[Start Stored records]

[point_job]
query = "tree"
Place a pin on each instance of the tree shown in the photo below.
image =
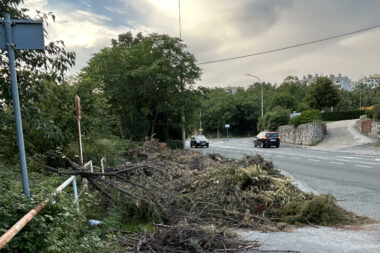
(284, 100)
(322, 93)
(38, 72)
(146, 80)
(273, 119)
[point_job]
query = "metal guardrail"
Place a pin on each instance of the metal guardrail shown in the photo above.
(7, 236)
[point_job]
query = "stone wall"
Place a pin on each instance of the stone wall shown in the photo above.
(368, 127)
(305, 134)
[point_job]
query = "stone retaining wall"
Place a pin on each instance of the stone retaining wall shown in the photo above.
(368, 127)
(305, 134)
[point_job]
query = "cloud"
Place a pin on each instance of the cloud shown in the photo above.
(216, 29)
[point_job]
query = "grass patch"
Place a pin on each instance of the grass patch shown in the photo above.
(321, 210)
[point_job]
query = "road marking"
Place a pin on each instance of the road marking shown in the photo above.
(363, 166)
(343, 160)
(347, 157)
(368, 163)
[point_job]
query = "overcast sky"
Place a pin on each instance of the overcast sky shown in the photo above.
(217, 29)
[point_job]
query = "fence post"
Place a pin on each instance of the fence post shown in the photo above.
(101, 163)
(75, 189)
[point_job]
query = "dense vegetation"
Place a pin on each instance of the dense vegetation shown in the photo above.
(242, 109)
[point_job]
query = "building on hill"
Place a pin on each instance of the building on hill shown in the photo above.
(371, 82)
(232, 89)
(343, 82)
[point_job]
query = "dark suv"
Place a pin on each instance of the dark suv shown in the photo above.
(198, 141)
(267, 139)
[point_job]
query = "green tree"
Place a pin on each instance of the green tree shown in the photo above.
(273, 119)
(146, 80)
(284, 100)
(322, 93)
(37, 72)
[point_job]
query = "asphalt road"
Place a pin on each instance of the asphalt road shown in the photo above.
(352, 178)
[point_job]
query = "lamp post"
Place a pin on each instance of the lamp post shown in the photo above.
(262, 94)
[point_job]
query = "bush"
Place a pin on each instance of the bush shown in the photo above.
(307, 116)
(334, 116)
(321, 210)
(58, 227)
(272, 120)
(369, 114)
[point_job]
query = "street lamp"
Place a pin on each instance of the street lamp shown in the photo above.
(262, 96)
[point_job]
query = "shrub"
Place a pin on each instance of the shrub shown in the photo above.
(321, 210)
(334, 116)
(369, 114)
(307, 116)
(58, 227)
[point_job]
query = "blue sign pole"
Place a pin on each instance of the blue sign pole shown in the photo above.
(16, 104)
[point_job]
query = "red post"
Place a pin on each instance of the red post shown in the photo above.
(78, 115)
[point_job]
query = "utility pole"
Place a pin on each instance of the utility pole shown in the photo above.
(183, 106)
(27, 35)
(262, 94)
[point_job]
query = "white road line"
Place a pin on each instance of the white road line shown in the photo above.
(343, 160)
(368, 163)
(363, 166)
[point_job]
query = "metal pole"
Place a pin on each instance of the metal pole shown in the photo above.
(75, 190)
(183, 107)
(7, 236)
(16, 105)
(102, 165)
(200, 121)
(78, 114)
(262, 101)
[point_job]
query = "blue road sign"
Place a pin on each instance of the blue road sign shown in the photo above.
(26, 34)
(20, 34)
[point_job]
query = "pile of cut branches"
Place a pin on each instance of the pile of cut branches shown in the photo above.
(185, 190)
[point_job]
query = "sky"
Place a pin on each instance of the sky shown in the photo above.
(218, 29)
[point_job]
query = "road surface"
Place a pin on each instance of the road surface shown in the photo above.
(353, 179)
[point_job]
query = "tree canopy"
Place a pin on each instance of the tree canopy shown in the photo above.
(145, 79)
(322, 93)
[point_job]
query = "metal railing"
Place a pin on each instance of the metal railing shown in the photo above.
(7, 236)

[End Stored records]

Objective:
Transcribe every entry above exactly. Omit all pictures.

Answer to this problem:
[point_job]
query = "tree"
Place a pin on each instance of the tree shown in the photo below.
image =
(284, 100)
(322, 93)
(38, 72)
(146, 80)
(273, 119)
[point_job]
query = "metal guardrail"
Place a pin on each instance of the metal guardrail shown in the photo above.
(7, 236)
[point_job]
query = "stone wall"
Place a pin on each instance of the stone wall shown in the photo above.
(368, 127)
(305, 134)
[point_job]
query = "stone retaining wall"
Place a pin on each instance of the stone retaining wall shown in the photo above.
(368, 127)
(305, 134)
[point_job]
query = "cloud"
Place a pin on each instance of the cloud shown in the photo above.
(216, 29)
[point_job]
query = "grass patch"
Place a pin on each instance of the grass patch shown in the photo above.
(321, 210)
[point_job]
query = "road marking"
Place a pin on each instance of the road marking shown in the photo above.
(363, 166)
(343, 160)
(347, 157)
(368, 163)
[point_job]
query = "overcast sky"
Place a pin on each instance of the overcast sky shown in the photo above.
(217, 29)
[point_job]
query = "fence post"
Place a pin on each instance of the fence post shown in the photo above.
(101, 163)
(75, 189)
[point_job]
query = "dense vegetation"
Place a pin on each instance of the dense vegetation shown in the photo above.
(242, 109)
[point_job]
query = "building on hill"
Place a pin on each instance of the building on hill shown in the photo above.
(371, 82)
(232, 89)
(343, 82)
[point_job]
query = "dark suv"
Place a pin on each instance of the dark suv shown in the photo above.
(198, 141)
(267, 139)
[point_job]
query = "green tree"
Place a pin on each instance of the green tree shown in the photo above.
(273, 119)
(146, 80)
(284, 100)
(322, 93)
(37, 72)
[point_job]
query = "asphalt road"
Place a pin on each instance of the asphalt road shown in the photo above.
(352, 178)
[point_job]
query = "lamp post"
Place a pin on each instance of the lamp post shown in the photo above.
(262, 94)
[point_job]
query = "bush"
Place a pin on each instance of the bush shown in the photo above.
(307, 116)
(334, 116)
(321, 210)
(58, 227)
(272, 120)
(369, 114)
[point_job]
query = "street lamp"
Place a pin on each instance of the street lamp shown in the photo above.
(262, 96)
[point_job]
query = "shrub"
Place a pin on each instance of the shrub shown in the photo above.
(321, 210)
(334, 116)
(369, 114)
(307, 116)
(58, 227)
[point_job]
query = "blue sign pole"
Place a pin on each instance of the blue sign pole shown in the photo above.
(16, 104)
[point_job]
query = "red post"
Place a pin on each instance of the red post shown in the photo above.
(78, 115)
[point_job]
query = "utility pole"
Place a pin on each instance of the utility pole shown in the photo above.
(183, 106)
(27, 35)
(262, 94)
[point_job]
query = "white road line"
Place a pin on each instance of the white road line shown in the photo above.
(343, 160)
(368, 163)
(363, 166)
[point_job]
query = "metal pole"
Place a pin on each instance of the metal pole shown in the photo above.
(75, 190)
(183, 107)
(7, 236)
(16, 105)
(102, 165)
(200, 121)
(78, 114)
(262, 101)
[point_job]
query = "blue road sign"
Place a pin on each instance of the blue road sign shown in the photo above.
(26, 34)
(20, 34)
[point_job]
query = "pile of cut branches"
Place a pin on each instance of the pile of cut branches shown in the photo above.
(185, 190)
[point_job]
query = "sky"
Place a pin on each instance of the sky shown in the photo above.
(218, 29)
[point_job]
query = "road surface"
Place a pin on each instance of the road surface shown in the photo above.
(353, 179)
[point_job]
query = "tree canopy"
Place a pin on each instance of the tree canopy shown in the photo above.
(145, 79)
(322, 93)
[point_job]
query = "metal railing"
Place a pin on each instance of the metal railing shown in the photo above.
(7, 236)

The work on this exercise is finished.